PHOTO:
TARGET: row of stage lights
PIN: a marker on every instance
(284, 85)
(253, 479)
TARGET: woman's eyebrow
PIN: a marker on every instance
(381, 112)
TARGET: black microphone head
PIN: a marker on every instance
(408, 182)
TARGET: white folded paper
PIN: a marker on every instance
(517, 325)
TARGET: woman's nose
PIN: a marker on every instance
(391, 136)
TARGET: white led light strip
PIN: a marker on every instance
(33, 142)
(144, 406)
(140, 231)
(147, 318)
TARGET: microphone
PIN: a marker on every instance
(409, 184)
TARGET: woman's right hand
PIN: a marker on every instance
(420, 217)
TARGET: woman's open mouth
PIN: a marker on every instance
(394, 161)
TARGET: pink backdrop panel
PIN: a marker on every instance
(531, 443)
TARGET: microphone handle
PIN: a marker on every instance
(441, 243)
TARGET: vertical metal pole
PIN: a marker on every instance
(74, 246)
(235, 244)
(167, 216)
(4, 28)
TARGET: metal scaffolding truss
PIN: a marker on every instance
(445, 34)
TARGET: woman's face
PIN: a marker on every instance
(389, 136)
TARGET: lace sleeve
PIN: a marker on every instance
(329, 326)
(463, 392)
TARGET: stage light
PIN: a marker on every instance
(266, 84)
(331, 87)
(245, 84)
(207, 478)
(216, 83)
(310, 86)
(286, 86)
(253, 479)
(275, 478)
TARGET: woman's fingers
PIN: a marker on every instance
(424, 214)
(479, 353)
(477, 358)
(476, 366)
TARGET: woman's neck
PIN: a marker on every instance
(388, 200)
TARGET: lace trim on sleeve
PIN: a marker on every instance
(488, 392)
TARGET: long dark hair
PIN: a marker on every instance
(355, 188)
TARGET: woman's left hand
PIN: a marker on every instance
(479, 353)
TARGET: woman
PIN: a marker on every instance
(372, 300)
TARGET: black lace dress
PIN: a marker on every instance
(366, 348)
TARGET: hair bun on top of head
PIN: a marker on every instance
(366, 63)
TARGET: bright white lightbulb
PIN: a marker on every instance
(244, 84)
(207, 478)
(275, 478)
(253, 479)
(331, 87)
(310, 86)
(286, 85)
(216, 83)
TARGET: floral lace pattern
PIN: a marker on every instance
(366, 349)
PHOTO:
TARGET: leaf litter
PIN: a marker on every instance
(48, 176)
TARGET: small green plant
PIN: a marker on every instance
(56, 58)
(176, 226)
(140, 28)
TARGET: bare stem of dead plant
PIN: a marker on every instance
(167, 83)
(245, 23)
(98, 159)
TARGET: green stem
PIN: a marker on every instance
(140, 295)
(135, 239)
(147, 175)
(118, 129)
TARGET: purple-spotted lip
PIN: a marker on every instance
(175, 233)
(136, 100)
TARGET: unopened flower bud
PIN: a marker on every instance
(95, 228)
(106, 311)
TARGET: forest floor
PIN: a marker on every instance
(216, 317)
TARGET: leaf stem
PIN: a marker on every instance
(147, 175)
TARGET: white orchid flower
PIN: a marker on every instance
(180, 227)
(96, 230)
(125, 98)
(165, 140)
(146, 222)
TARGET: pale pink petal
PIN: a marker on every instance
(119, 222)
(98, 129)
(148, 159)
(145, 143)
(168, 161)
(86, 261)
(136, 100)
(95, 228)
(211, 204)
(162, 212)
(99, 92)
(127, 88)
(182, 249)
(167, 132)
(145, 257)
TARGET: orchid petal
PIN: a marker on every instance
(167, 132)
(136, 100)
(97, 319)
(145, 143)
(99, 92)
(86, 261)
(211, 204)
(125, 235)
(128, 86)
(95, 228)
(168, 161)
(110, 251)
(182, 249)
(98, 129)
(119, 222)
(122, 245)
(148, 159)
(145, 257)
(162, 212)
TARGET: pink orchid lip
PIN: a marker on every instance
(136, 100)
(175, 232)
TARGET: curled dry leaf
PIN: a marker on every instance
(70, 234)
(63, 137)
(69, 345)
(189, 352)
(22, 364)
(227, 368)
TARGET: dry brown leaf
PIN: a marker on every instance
____________________
**Task requirements:**
Word for word, write out every record in the listing.

**Response box:**
PHOTO:
TARGET: row of stage lights
PIN: a marker on every instance
(284, 85)
(253, 479)
TARGET: woman's eyebrow
PIN: a marker on every instance
(381, 112)
TARGET: black microphone head
PIN: a marker on every instance
(408, 182)
TARGET: white folded paper
PIN: a marker on every instance
(517, 325)
TARGET: woman's nose
PIN: a marker on every instance
(391, 136)
TARGET: white led light strip
PIN: a marker on every instance
(33, 142)
(144, 406)
(140, 231)
(147, 318)
TARGET: microphone
PIN: a marker on every instance
(409, 184)
TARGET: woman's right hand
PIN: a marker on every instance
(420, 217)
TARGET: woman's open mouth
PIN: a marker on every instance
(394, 161)
TARGET: pink backdrop panel
PIN: a marker on every instance
(531, 443)
TARGET: microphone handle
PIN: a marker on every instance
(441, 243)
TARGET: vertical metal pole
PIN: a marker on every instance
(74, 246)
(235, 244)
(167, 216)
(4, 28)
TARGET: metal scaffolding truss
PIN: a marker on every instance
(445, 34)
TARGET: woman's face
PIN: a marker on every instance
(389, 136)
TARGET: lace sleeve
PIN: a marker on every instance
(329, 326)
(463, 392)
TARGET: stage light
PIN: a marker on every instance
(266, 84)
(331, 87)
(245, 84)
(207, 478)
(216, 83)
(310, 86)
(286, 86)
(253, 479)
(275, 478)
TARGET: woman's fingers
PIN: a marker on every instance
(424, 214)
(479, 353)
(477, 358)
(476, 366)
TARGET: woman's neck
PIN: a marker on every instance
(388, 200)
TARGET: lace trim on sleeve
PIN: a marker on every instance
(488, 392)
TARGET: long dark hair
PIN: a marker on every instance
(355, 188)
TARGET: woman's left hand
PIN: a marker on every instance
(479, 353)
TARGET: woman
PIN: a marker on every instance
(372, 300)
TARGET: black lace dress
PIN: a marker on every instance
(366, 348)
TARGET: hair bun on top of head
PIN: a marker on every instance
(366, 63)
TARGET: bright white lightbulb
PIN: a marker on every instance
(244, 84)
(207, 478)
(275, 478)
(253, 479)
(331, 87)
(310, 86)
(286, 85)
(216, 83)
TARGET: floral lace pattern
PIN: a marker on every instance
(366, 349)
PHOTO:
TARGET: leaf litter
PIN: a marker on every instance
(48, 176)
TARGET: small green plant
PIN: a marker on every instance
(56, 58)
(176, 226)
(140, 28)
TARGET: bare stem of dead plant
PIN: a marker on every instance
(167, 83)
(245, 23)
(98, 159)
TARGET: green stem
PIN: a marker on every instance
(140, 295)
(135, 239)
(147, 175)
(118, 129)
TARGET: purple-spotted lip
PIN: a marker on every instance
(175, 233)
(136, 100)
TARGET: unopened flower bud
PIN: a marker on every instance
(95, 228)
(106, 311)
TARGET: forest floor
PIN: a marker on every instance
(216, 317)
TARGET: leaf stem
PIN: a marker on every instance
(147, 175)
TARGET: white orchid flower
PIN: a marker on every instance
(180, 227)
(96, 230)
(125, 98)
(165, 140)
(146, 222)
TARGET: pale pink petal
PIN: a marker on every instance
(119, 222)
(98, 129)
(148, 159)
(145, 143)
(168, 161)
(86, 261)
(136, 100)
(95, 228)
(211, 204)
(162, 212)
(99, 92)
(127, 88)
(182, 249)
(167, 132)
(145, 257)
TARGET: orchid petal
PIN: a marker on every instance
(167, 132)
(136, 100)
(97, 319)
(145, 143)
(99, 92)
(86, 261)
(211, 204)
(125, 235)
(128, 86)
(95, 228)
(168, 161)
(110, 251)
(182, 249)
(98, 129)
(119, 222)
(122, 245)
(148, 159)
(145, 257)
(162, 212)
TARGET: pink orchid lip
PIN: a marker on every instance
(136, 100)
(175, 232)
TARGET: curled dry leaf
PIN: a marker on every instance
(70, 234)
(63, 137)
(69, 345)
(189, 352)
(22, 364)
(227, 368)
TARGET: dry brown leaf
PIN: a marker on every instance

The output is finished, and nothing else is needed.